Begin

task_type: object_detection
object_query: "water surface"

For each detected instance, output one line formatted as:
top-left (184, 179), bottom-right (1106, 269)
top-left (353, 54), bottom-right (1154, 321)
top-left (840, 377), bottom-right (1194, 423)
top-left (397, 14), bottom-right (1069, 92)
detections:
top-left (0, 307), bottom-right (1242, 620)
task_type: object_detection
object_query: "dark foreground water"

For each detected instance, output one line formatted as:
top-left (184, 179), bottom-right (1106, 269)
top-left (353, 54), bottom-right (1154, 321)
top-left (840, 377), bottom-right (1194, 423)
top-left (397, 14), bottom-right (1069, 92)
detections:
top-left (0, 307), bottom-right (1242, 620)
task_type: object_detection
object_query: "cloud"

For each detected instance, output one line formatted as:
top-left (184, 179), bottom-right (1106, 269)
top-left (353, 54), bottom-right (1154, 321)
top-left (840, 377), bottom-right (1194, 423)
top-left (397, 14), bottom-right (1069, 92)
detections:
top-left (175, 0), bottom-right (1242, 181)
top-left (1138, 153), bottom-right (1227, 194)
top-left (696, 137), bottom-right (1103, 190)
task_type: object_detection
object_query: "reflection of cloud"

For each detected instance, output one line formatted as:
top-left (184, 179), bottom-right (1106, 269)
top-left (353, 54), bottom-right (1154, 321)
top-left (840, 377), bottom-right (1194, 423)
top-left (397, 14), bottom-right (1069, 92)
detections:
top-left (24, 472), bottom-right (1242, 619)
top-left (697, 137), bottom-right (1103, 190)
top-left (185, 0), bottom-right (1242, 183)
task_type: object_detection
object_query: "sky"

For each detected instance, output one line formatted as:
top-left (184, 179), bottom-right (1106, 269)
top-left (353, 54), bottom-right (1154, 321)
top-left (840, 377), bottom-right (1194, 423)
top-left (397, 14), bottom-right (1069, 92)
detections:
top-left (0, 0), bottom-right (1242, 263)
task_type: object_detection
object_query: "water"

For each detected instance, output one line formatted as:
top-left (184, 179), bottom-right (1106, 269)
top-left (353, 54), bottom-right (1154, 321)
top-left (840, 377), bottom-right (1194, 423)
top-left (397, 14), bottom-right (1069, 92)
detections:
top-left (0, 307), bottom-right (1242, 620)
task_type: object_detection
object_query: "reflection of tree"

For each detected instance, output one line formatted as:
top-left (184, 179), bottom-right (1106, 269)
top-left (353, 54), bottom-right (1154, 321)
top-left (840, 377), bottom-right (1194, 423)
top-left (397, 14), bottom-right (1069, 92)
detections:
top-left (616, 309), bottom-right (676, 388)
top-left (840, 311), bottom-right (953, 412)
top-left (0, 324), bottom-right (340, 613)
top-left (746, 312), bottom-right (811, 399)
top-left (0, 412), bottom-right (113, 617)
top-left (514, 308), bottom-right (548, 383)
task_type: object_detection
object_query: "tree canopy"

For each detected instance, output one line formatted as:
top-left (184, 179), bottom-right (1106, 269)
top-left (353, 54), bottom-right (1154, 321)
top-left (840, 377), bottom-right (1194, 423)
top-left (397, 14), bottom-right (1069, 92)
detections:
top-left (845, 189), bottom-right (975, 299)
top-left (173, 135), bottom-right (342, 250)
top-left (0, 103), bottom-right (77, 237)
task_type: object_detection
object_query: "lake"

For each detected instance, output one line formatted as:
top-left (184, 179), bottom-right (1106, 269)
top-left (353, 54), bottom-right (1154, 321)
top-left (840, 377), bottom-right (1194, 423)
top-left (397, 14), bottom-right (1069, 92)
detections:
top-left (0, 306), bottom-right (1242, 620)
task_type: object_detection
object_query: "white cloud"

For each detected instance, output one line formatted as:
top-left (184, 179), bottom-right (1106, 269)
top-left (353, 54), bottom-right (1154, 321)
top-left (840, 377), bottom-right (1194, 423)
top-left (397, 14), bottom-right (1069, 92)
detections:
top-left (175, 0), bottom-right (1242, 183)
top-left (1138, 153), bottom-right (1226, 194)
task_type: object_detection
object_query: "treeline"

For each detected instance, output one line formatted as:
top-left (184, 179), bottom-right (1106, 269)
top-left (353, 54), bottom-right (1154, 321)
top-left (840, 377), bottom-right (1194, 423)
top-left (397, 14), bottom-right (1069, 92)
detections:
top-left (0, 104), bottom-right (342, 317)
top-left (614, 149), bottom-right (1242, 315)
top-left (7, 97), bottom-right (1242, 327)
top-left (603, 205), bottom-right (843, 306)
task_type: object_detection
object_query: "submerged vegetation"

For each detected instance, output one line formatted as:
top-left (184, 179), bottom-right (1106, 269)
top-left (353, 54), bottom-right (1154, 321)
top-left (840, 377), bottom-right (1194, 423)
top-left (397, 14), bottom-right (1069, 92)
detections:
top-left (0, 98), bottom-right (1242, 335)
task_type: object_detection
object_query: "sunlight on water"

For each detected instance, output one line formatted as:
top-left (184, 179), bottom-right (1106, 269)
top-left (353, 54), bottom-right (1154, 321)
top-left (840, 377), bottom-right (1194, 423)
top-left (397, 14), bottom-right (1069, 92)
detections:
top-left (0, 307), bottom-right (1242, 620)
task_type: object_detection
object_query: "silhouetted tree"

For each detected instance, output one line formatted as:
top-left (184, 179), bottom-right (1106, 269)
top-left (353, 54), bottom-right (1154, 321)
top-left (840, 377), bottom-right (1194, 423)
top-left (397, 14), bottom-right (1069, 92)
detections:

End

Exercise goal: Reproduce every line of the items above with no changes.

Output for this exercise:
task_type: object_detection
object_query: "water surface"

For each detected instance, output one line formatted as:
top-left (184, 179), bottom-right (1106, 269)
top-left (353, 54), bottom-right (1154, 321)
top-left (840, 377), bottom-right (1194, 423)
top-left (397, 14), bottom-right (1069, 92)
detections:
top-left (0, 307), bottom-right (1242, 620)
task_type: object_detection
object_query: "dark foreground water"

For each detected instance, output one line formatted as:
top-left (184, 179), bottom-right (1106, 269)
top-left (353, 54), bottom-right (1154, 321)
top-left (840, 377), bottom-right (1194, 423)
top-left (397, 14), bottom-right (1069, 92)
detections:
top-left (0, 307), bottom-right (1242, 620)
task_type: object_detection
object_query: "cloud"

For each detected instance, output one line formatted as:
top-left (184, 179), bottom-right (1106, 269)
top-left (353, 54), bottom-right (1154, 321)
top-left (840, 377), bottom-right (1194, 423)
top-left (397, 14), bottom-right (1069, 92)
detections:
top-left (175, 0), bottom-right (1242, 181)
top-left (1138, 153), bottom-right (1227, 194)
top-left (696, 137), bottom-right (1103, 190)
task_type: object_detection
object_query: "reflection of cloud"

For each detected instance, output one line formatted as:
top-left (184, 179), bottom-right (1106, 269)
top-left (353, 54), bottom-right (1154, 321)
top-left (840, 377), bottom-right (1194, 423)
top-left (397, 14), bottom-right (1069, 92)
detections:
top-left (24, 472), bottom-right (1242, 619)
top-left (697, 137), bottom-right (1103, 190)
top-left (185, 0), bottom-right (1242, 183)
task_type: object_detection
object_query: "sky"

For each detected instance, output one line formatted as:
top-left (184, 179), bottom-right (1106, 269)
top-left (353, 54), bottom-right (1154, 321)
top-left (840, 377), bottom-right (1194, 423)
top-left (397, 14), bottom-right (1069, 92)
detections:
top-left (0, 0), bottom-right (1242, 263)
task_type: object_detection
object_query: "water"

For each detected instance, output one line formatted as:
top-left (184, 179), bottom-right (1106, 269)
top-left (353, 54), bottom-right (1154, 321)
top-left (840, 377), bottom-right (1194, 423)
top-left (397, 14), bottom-right (1069, 92)
detections:
top-left (0, 307), bottom-right (1242, 620)
task_type: object_detection
object_query: "reflection of tree"

For each detected instance, output one line formatted as:
top-left (184, 179), bottom-right (1106, 269)
top-left (353, 54), bottom-right (1154, 321)
top-left (840, 377), bottom-right (1194, 423)
top-left (397, 14), bottom-right (1069, 92)
detections:
top-left (616, 309), bottom-right (676, 388)
top-left (840, 311), bottom-right (953, 412)
top-left (0, 324), bottom-right (340, 613)
top-left (746, 312), bottom-right (811, 399)
top-left (0, 412), bottom-right (113, 617)
top-left (514, 308), bottom-right (548, 383)
task_type: object_detection
object_query: "tree canopy"

For each detected instance, output one line formatted as:
top-left (184, 179), bottom-right (1106, 269)
top-left (353, 54), bottom-right (1154, 321)
top-left (840, 377), bottom-right (1194, 423)
top-left (397, 14), bottom-right (1069, 92)
detections:
top-left (845, 189), bottom-right (975, 299)
top-left (173, 135), bottom-right (342, 250)
top-left (0, 103), bottom-right (77, 237)
task_type: object_detection
object_query: "lake"

For each detected instance, output one line formatted as:
top-left (184, 179), bottom-right (1106, 269)
top-left (353, 54), bottom-right (1154, 321)
top-left (840, 377), bottom-right (1194, 423)
top-left (397, 14), bottom-right (1069, 92)
detections:
top-left (0, 306), bottom-right (1242, 620)
task_type: object_detection
object_query: "white cloud"

For each detected instance, output one line formatted as:
top-left (184, 179), bottom-right (1106, 269)
top-left (353, 54), bottom-right (1154, 321)
top-left (840, 377), bottom-right (1194, 423)
top-left (397, 14), bottom-right (1069, 92)
detections:
top-left (175, 0), bottom-right (1242, 183)
top-left (1138, 153), bottom-right (1226, 194)
task_type: object_detection
object_query: "treeline"

For each detected instance, output one line formatted as:
top-left (184, 179), bottom-right (1106, 269)
top-left (353, 54), bottom-right (1154, 321)
top-left (840, 377), bottom-right (1194, 423)
top-left (397, 14), bottom-right (1069, 92)
detections:
top-left (0, 104), bottom-right (342, 317)
top-left (614, 149), bottom-right (1242, 315)
top-left (7, 97), bottom-right (1242, 327)
top-left (603, 205), bottom-right (843, 306)
task_type: object_detection
object_query: "submerged vegetation"

For each detected instance, output one line formatted as:
top-left (184, 179), bottom-right (1106, 269)
top-left (353, 54), bottom-right (1154, 321)
top-left (840, 377), bottom-right (1194, 423)
top-left (397, 14), bottom-right (1069, 92)
detections:
top-left (0, 98), bottom-right (1242, 335)
task_type: object_detection
object_query: "sunlight on water"

For each detected instance, output one line formatted as:
top-left (184, 179), bottom-right (1106, 269)
top-left (353, 54), bottom-right (1154, 321)
top-left (840, 377), bottom-right (1194, 423)
top-left (397, 14), bottom-right (1069, 92)
detections:
top-left (0, 307), bottom-right (1242, 620)
task_type: object_detection
object_query: "silhouetted tree"

For each detected instance, output one line formatted as:
top-left (184, 179), bottom-right (1106, 269)
top-left (353, 54), bottom-right (1154, 321)
top-left (840, 377), bottom-right (1194, 423)
top-left (397, 14), bottom-right (1069, 92)
detections:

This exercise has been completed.